§ Exercise set
#1 According to the Flink pull request description, which two methods make up the life cycle of each task?
#2 Write the next part of the Flink pull request description on intermediate results, picking up after its final sentence.

§ Passage provided
** begin **

GitHub user uce opened a pull request:
https://github.com/apache/incubator-flink/pull/254
[FLINK-986] [FLINK-25] [Distributed runtime] Add initial support for
intermediate results
## FLINK-25: Offer buffer-oriented runtime abstraction
- The distributed runtime API was originally record-oriented. The output
side has previously been refactored to a buffer-oriented API (`BufferWriter`).
With this pull request, the input side offers a similar interface:
`BufferReader`.
- This enables us to directly work on the serialized data in the future.
Previously, this was impossible as buffers were directly deserialized after
being handed over to an input channel.
- Currently, the buffer-oriented readers and writers are always wrapped by
record-oriented readers and writers. The deserialization logic of the input
channels has essentially moved to the readers.
- The way of registering I/O has changed. The life-cycle of each task (see
`AbstractInvokable`) involves two methods: `registerInputOutput()` and
`invoke()`. The I/O setup was coupled with the creation of readers/writers in
`registerInputOutput()` although the required information is independent of
this Therefore, they are now directly instantiated by the runtime environment
and can be accessed via `getEnvironment().getReader(int)` and
`getEnvironment().getWriter(int)` respectively.
## FLINK-986: Add initial support for intermediate results
- This commit introduces the abstraction of intermediate results into the
distributed runtime. It is essentially the runtime-part of @StephanEwen's
rework of the scheduler/execution graph
([FLINK-1094](https://issues.apache.org/jira/browse/FLINK-1094)), which made
the scheduler/execution graph aware of intermediate results. Job graphs used to
essentially look like this: `Source => Task i => ... => Sink`. With Stephan's
rework, they already look like this: `Task:Intermediate Result <= Task
i:Intermediate Result <= ... <= Task:Intermediate Result`. Tasks produce
intermediate results and attach to them for consumption. These changes
logically decoupled produced results and in the job graph. At the runtime
level, the intermediate results were still tightly coupled to the producing and
consuming task. With this pull request, the producing task, the produced
intermediate result, and the consuming task are decoupled as well.

** end **

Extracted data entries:
** begin **

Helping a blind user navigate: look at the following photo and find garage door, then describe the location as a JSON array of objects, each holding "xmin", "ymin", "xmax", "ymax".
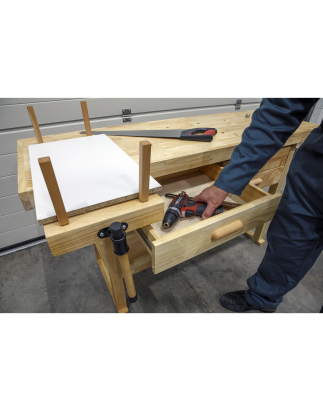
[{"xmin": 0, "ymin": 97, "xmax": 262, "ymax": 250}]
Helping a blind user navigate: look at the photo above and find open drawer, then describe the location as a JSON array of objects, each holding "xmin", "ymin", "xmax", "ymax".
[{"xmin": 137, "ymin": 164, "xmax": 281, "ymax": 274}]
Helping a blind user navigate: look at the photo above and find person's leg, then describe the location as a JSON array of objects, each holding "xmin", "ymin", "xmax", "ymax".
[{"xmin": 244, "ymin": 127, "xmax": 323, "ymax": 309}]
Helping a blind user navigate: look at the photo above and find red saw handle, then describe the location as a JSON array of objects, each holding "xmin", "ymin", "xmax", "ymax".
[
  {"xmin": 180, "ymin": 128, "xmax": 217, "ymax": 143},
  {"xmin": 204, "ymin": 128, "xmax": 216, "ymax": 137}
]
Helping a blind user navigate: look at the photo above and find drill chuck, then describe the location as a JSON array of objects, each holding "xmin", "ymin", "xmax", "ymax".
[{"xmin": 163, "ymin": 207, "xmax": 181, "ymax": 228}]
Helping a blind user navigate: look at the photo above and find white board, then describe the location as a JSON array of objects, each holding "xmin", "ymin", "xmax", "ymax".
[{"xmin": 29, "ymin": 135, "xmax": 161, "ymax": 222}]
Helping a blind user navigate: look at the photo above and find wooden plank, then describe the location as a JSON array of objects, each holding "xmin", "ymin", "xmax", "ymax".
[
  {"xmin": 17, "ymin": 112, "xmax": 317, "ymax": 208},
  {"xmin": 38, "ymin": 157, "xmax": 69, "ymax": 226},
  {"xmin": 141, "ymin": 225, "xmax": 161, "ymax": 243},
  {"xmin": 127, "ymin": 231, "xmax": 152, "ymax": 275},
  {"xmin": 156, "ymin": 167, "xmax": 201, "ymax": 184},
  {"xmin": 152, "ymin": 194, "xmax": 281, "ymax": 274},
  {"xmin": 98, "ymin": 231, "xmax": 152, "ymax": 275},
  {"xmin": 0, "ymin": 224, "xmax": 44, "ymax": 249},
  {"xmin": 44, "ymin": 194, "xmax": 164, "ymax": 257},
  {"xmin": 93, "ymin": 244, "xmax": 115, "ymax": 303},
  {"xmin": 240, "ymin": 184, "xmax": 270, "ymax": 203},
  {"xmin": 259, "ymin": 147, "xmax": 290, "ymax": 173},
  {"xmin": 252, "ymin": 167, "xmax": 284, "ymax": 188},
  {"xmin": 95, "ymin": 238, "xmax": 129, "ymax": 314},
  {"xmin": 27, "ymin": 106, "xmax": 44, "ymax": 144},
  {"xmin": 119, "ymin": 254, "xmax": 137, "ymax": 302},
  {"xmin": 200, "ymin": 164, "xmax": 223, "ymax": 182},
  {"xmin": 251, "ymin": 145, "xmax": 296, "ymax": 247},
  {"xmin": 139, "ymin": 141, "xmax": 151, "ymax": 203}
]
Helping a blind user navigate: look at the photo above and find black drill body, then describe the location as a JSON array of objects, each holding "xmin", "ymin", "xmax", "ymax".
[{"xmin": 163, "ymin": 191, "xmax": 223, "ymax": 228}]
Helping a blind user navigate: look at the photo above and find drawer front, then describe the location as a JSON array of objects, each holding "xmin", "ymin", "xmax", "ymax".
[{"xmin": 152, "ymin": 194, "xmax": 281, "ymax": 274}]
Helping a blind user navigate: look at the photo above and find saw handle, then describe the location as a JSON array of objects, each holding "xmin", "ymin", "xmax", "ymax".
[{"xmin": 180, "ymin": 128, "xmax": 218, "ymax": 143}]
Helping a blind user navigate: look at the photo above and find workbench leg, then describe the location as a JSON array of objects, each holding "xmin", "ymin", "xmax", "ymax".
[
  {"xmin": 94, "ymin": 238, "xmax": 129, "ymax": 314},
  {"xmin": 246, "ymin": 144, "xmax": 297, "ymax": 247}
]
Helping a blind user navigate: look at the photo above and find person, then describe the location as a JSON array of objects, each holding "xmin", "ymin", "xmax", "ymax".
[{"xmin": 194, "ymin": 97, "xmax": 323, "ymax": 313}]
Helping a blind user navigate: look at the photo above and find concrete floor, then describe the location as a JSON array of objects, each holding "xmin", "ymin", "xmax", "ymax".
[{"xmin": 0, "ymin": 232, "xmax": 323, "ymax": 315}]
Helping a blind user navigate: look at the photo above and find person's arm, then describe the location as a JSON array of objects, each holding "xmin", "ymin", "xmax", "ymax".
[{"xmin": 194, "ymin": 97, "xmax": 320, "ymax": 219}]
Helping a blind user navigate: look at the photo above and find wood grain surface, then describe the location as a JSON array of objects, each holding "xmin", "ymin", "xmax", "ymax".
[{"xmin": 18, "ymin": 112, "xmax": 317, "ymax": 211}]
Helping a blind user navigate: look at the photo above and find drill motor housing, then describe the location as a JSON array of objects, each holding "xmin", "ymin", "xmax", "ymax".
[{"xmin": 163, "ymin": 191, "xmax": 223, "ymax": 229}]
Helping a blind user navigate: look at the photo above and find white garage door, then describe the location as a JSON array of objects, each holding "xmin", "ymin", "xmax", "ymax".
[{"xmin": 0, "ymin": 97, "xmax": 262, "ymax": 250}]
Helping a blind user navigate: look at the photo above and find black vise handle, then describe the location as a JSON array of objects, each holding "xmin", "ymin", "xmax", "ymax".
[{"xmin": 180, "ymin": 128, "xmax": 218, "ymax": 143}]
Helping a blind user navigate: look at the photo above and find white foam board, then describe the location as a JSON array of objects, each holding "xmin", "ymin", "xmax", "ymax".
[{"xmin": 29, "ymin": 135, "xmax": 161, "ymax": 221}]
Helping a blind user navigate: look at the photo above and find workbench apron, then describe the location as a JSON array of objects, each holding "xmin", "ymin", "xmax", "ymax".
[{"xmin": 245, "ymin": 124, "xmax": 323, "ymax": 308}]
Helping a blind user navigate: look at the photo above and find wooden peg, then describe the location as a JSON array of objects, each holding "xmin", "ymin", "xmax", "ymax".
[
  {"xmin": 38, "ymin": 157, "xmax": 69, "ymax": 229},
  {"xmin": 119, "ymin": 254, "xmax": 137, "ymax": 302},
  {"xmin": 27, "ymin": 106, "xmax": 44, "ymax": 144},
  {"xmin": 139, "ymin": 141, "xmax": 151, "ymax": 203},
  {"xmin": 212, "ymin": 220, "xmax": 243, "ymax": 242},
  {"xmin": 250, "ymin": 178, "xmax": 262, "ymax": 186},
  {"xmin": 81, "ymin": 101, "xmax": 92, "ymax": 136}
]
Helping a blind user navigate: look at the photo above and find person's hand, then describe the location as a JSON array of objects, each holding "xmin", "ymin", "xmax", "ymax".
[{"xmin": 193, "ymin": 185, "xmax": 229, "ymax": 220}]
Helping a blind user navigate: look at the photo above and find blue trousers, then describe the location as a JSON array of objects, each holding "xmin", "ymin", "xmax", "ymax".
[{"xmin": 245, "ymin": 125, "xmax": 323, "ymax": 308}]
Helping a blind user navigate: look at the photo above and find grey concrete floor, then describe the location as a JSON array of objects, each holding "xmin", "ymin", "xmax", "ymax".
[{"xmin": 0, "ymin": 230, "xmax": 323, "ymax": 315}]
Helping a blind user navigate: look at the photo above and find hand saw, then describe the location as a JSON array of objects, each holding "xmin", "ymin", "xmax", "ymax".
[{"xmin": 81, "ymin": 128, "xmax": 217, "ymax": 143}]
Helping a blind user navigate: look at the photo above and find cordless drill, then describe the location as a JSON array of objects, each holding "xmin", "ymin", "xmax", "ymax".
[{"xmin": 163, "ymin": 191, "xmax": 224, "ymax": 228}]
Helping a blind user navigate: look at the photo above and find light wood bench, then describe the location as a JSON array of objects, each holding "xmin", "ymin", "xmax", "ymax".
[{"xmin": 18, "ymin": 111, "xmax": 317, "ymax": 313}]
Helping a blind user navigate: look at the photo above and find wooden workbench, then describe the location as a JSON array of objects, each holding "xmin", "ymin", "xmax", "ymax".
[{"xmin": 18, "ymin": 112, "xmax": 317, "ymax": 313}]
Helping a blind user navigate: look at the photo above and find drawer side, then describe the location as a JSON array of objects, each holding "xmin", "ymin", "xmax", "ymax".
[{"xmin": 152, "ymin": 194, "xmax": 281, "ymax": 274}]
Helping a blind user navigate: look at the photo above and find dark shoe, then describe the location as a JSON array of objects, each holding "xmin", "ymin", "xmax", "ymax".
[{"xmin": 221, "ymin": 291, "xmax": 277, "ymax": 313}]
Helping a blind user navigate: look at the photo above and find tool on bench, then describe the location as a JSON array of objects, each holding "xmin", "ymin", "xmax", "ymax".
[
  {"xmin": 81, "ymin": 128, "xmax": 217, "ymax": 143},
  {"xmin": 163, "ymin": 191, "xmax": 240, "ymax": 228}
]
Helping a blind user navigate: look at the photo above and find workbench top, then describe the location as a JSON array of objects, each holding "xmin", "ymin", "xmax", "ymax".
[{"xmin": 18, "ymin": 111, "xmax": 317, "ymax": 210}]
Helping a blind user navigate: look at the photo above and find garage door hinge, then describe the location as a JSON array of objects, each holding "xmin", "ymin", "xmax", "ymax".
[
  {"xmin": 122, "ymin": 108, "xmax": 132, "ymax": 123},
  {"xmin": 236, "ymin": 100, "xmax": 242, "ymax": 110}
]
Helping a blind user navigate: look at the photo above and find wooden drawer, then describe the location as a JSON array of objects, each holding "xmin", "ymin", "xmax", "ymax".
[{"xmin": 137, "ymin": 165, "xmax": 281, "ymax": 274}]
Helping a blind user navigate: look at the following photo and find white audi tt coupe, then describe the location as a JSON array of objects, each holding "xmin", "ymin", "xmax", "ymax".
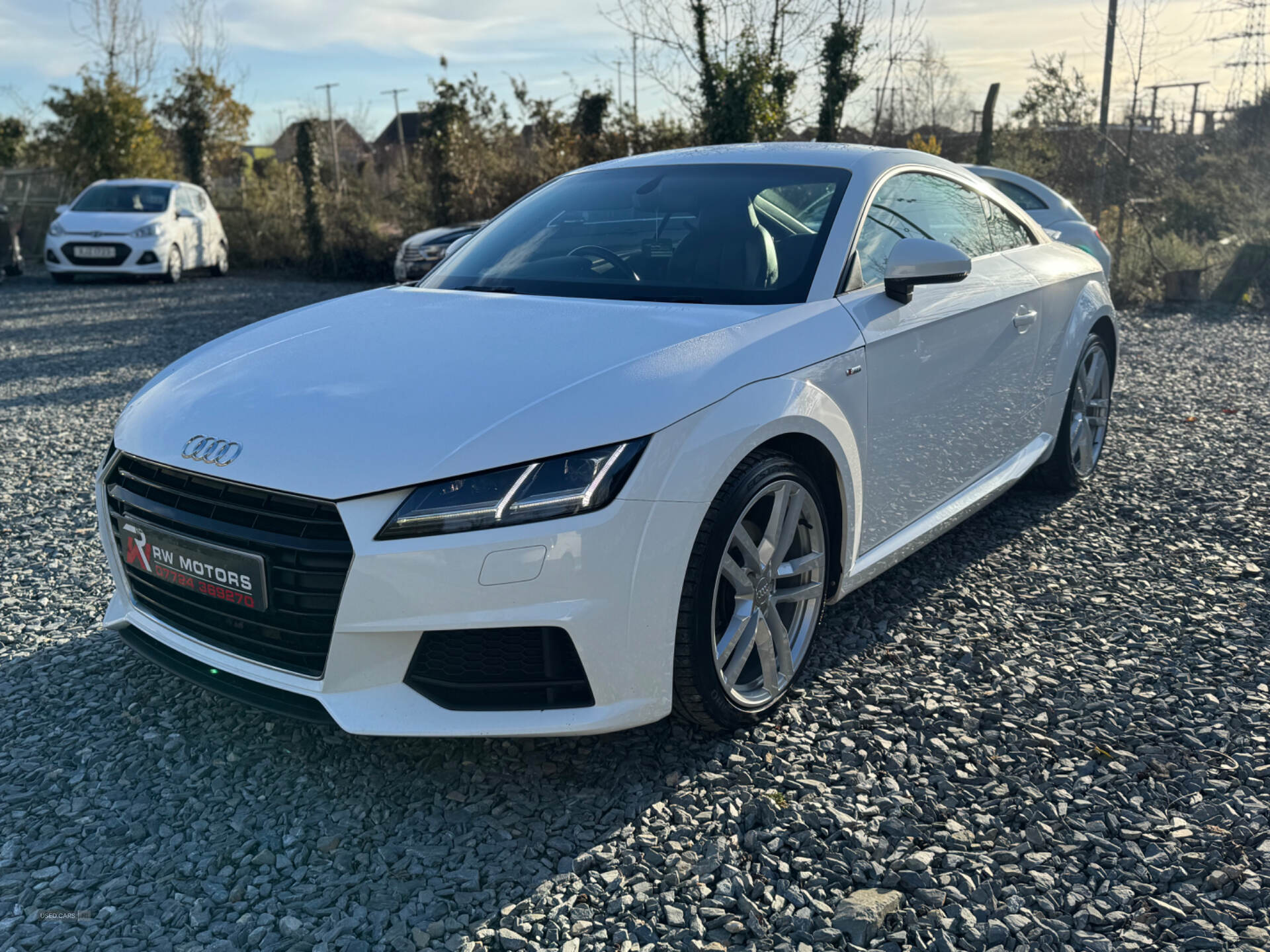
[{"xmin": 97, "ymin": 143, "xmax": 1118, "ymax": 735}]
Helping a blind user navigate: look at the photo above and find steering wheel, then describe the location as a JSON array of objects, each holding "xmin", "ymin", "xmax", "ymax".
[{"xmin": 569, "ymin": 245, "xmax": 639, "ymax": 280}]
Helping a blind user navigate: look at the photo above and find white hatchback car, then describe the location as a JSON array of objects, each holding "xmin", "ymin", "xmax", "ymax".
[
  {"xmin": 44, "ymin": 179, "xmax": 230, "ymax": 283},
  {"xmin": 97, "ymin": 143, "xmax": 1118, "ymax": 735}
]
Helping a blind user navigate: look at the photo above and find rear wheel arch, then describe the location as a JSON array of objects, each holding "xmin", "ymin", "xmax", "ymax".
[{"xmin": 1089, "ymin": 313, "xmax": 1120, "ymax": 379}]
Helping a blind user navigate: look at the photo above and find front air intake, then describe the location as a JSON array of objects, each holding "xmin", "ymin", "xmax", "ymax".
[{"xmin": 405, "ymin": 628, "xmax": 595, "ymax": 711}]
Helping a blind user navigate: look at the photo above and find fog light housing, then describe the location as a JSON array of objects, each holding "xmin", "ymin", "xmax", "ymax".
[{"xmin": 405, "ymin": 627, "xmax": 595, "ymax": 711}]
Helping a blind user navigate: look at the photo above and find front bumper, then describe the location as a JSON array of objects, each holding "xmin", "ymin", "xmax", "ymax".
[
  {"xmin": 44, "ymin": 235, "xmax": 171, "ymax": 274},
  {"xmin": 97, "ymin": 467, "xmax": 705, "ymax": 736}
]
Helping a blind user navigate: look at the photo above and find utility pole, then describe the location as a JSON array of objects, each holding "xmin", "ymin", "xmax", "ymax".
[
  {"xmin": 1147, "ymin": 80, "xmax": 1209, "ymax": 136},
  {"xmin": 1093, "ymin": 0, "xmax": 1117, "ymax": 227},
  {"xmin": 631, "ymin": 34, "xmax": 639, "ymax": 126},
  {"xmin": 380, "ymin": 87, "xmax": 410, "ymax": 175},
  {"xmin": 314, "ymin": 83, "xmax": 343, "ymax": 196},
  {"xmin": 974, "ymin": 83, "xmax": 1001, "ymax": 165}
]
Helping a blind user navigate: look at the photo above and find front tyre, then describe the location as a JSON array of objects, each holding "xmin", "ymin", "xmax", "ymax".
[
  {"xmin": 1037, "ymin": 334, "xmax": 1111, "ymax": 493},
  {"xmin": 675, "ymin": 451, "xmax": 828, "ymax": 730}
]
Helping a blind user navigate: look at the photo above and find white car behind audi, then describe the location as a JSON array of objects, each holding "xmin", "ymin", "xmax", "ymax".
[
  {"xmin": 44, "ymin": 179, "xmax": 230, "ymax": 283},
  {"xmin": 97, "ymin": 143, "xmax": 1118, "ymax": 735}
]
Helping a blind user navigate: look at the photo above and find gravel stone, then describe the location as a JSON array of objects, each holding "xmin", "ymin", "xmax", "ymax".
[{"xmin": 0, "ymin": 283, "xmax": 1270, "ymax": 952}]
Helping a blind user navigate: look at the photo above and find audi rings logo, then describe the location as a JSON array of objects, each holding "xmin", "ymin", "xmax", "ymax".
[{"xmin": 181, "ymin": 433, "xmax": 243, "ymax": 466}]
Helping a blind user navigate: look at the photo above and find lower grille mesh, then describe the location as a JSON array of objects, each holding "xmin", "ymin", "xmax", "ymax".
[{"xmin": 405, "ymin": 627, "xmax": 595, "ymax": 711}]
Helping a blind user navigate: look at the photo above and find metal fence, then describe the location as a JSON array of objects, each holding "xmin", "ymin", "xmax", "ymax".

** end **

§ Responses to the tasks
#1 `registerInputOutput()` and `invoke()`

#2
- Previously, the network stack was responsible to package buffers and
immediately dispatch them to their receivers in a push-fashion. The first
buffer for a receiver resulted in the scheduling of this receiver. With the new
model, we gain much more flexibilty in the way we can produce and consume these
intermediate results. The current state is feature equivalent with the current
master, e.g. the produced intermediate result is pipelined and not persistent.
I ran a few performance comparisons and the performance was in the same ball
park as the current master although it was (consistently) slightly slower.
### Changes
#### Buffer management/The life of a Buffer
- The buffers for the network stack are allocated by each task manager at
start up time on the heap by the `NetworkBufferPool` (previously
`GlobalBufferPool`). These network buffers are divided uniformly at runtime
among the tasks. The current default for this pool is set to 2048 buffers (each
32k bytes), resulting in a total of 64 MB. Intermediate results get their
buffers from this buffer pool. Therefore, for any in-memory persistent data set
to make sense, we would have to give the network pool a lot more memory. I
think that this is currently not desirable as our memory management is static,
e.g. memory given to the network pool would be missing at operators like
sorting or hashing. In my opinion, adaptive memory management
([FLINK-1101](https://issues.apache.org/jira/browse/FLINK-1101)) is therefore a
requirement before continuing with more runtime intermediate result variants
(see below).
- The buffer management for the pipelined intermediate results has
essentially not changed. We need at least a single buffer per outgoing channel
(or queue in the terms of the new runtime). When a task is submitted to a task
manager, the network buffers are divided as follows: a single buffer pool **per
produced result** (previously one for all produced results) and one pool **per
consumed result** (unchanged).
- A produced buffer used to follow the following high-level path:
`BufferWriter => ChannelManager => NETWORK xor local InputChannel`. Now it is
`BufferWriter => IntermediateResult`. What happens at the intermediate result
is flexible depending on the `IntermediateResultType`. Early discussions with
@StephanEwen suggested the following three dimensions:
1. persistent/ephemeral,
2. pipelined/blocking, and
3. back pressure/no back pressure.
The current state offers an *ephemeral-pipelined-back pressure*
implementation, which is what we currently have. (I have removed code for a
*persistent-blocking-no back pressure* variant for now.)
#### Intermediate results, intermediate result partitions and intermediate
result partition queues
- As noted above, tasks at the job graph level are associated with
intermediate results. When scheduling these graphs, the intermediate result is
divided into result partitions (associated with execution vertices). Each
parallel sub task (execution vertex) produces one partition of this result (it
produces possibly multiple intermediate results).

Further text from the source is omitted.